- SUPPLIED PASSAGE -
With his left wrist still healing in a soft cast, North Carolina forward Ed Davis might be taking a risk by giving up his final two seasons of college eligibility to turn pro this summer.
But after the school announced the sophomore's decision Monday afternoon, Ed's father Terry Davis said a bigger concern loomed if the 6-foot-10 Tar Heels starter - whom NBA draft analysts still project as a first-round pick - didn't go now: a potential lockout that could shut down the National Basketball Association in 2011.
The NBA's Collective Bargaining Agreement is set to expire after the 2010-11 season, and unless a new contract is reached, an NBA work stoppage could take place the following fall. Had Davis opted to stay for his junior season, a lockout might have kept him in Chapel Hill for his senior season, as well.
"This was a tough decision for him, because he loves Carolina, loves his teammates," said Terry Davis, who played 10 seasons in the NBA. "But with a possible lockout the next year, that could set him back another year. And he wanted to fulfill his dream."
Davis' departure could leave UNC, who had to settle this spring for a postseason run to the NIT, thin in the post next season. Forwards John Henson, Tyler Zeller and Travis Wear all are scheduled to return next season. But freshman David Wear, who had hip surgery near the end of the season, won't be back on the court until June at the earliest, leaving his status for next year unclear.
Terry Davis said he and his son met with UNC coach Roy Williams over the weekend. Williams was supportive, Terry Davis said, "just like he has been from day one."
In a prepared statement, Williams said he was proud to have coached Davis and that he looks forward to following him and supporting him at the next level.

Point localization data
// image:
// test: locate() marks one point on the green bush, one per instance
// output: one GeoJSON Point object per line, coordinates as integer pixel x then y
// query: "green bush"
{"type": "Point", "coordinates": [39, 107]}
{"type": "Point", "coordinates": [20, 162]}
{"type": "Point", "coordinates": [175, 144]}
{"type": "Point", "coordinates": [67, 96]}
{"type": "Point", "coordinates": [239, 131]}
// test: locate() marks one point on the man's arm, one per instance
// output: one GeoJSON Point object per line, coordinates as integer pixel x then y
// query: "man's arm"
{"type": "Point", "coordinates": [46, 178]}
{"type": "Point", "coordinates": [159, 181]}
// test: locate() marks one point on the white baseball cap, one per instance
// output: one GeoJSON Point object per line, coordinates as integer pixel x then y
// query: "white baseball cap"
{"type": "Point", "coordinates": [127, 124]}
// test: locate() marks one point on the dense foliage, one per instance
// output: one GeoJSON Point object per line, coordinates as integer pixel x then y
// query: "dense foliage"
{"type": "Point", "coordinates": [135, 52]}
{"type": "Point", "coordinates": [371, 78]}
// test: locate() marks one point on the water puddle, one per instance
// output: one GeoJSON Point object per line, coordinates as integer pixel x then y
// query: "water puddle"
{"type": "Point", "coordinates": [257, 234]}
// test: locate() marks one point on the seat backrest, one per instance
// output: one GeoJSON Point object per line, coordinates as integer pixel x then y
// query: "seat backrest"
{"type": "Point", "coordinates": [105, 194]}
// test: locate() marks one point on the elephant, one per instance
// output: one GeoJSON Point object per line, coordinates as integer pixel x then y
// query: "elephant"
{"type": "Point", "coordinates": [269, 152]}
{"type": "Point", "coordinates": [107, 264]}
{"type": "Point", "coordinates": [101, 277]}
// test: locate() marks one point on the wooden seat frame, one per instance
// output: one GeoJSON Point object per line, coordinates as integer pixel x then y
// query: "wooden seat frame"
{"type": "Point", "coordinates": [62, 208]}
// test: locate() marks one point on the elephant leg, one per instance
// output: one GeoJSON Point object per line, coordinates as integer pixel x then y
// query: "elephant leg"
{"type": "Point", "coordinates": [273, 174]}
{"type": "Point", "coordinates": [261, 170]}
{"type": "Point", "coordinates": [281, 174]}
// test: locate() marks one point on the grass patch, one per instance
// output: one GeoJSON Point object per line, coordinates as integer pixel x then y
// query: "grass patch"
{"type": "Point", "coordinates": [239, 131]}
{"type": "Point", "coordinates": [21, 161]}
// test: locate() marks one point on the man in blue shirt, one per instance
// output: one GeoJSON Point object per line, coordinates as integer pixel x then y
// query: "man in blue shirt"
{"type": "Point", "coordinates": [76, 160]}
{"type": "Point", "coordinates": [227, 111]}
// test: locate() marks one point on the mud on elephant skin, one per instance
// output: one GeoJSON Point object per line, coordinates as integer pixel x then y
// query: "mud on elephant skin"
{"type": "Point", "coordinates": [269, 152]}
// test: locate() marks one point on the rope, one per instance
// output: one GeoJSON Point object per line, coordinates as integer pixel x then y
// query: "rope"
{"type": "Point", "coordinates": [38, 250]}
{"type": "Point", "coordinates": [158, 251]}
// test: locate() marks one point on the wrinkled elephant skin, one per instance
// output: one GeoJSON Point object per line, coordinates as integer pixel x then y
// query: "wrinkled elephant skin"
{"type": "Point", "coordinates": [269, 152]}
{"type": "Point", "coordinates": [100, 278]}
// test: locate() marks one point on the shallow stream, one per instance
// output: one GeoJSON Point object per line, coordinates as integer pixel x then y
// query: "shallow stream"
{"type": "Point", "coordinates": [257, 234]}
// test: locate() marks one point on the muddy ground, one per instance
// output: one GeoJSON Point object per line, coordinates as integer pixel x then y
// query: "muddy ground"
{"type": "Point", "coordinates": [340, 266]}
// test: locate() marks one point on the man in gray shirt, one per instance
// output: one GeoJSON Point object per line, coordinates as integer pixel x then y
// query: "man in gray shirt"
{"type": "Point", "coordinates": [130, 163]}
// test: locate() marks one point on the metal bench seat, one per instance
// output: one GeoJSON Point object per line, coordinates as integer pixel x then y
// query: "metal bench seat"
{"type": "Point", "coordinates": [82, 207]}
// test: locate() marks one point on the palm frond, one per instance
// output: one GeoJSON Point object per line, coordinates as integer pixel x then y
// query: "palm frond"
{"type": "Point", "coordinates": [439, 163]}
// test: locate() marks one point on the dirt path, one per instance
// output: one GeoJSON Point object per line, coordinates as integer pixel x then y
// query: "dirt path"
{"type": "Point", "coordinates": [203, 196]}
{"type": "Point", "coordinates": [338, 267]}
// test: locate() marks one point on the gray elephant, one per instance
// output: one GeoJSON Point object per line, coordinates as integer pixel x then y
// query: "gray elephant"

- ACTIONS TO TAKE -
1. From the article on Ed Davis's NBA decision, return the passage that begins at the words "Davis' departure could" and stops after the words "the next level.", copied without any change.
2. Condense the paragraph of the article on Ed Davis's NBA decision that opens with "Davis' departure could leave UNC" into a shorter version that keeps its main facts.

- ANSWERS BELOW -
1.
Davis' departure could leave UNC, who had to settle this spring for a postseason run to the NIT, thin in the post next season. Forwards John Henson, Tyler Zeller and Travis Wear all are scheduled to return next season. But freshman David Wear, who had hip surgery near the end of the season, won't be back on the court until June at the earliest, leaving his status for next year unclear.
Terry Davis said he and his son met with UNC coach Roy Williams over the weekend. Williams was supportive, Terry Davis said, "just like he has been from day one."
In a prepared statement, Williams said he was proud to have coached Davis and that he looks forward to following him and supporting him at the next level.

2. UNC, which settled for an NIT run this spring, could be thin in the post next season without Davis. Forwards John Henson, Tyler Zeller and Travis Wear are set to return. Freshman David Wear had hip surgery near the end of the season and will not play before June at the earliest, so his status for next year is unclear.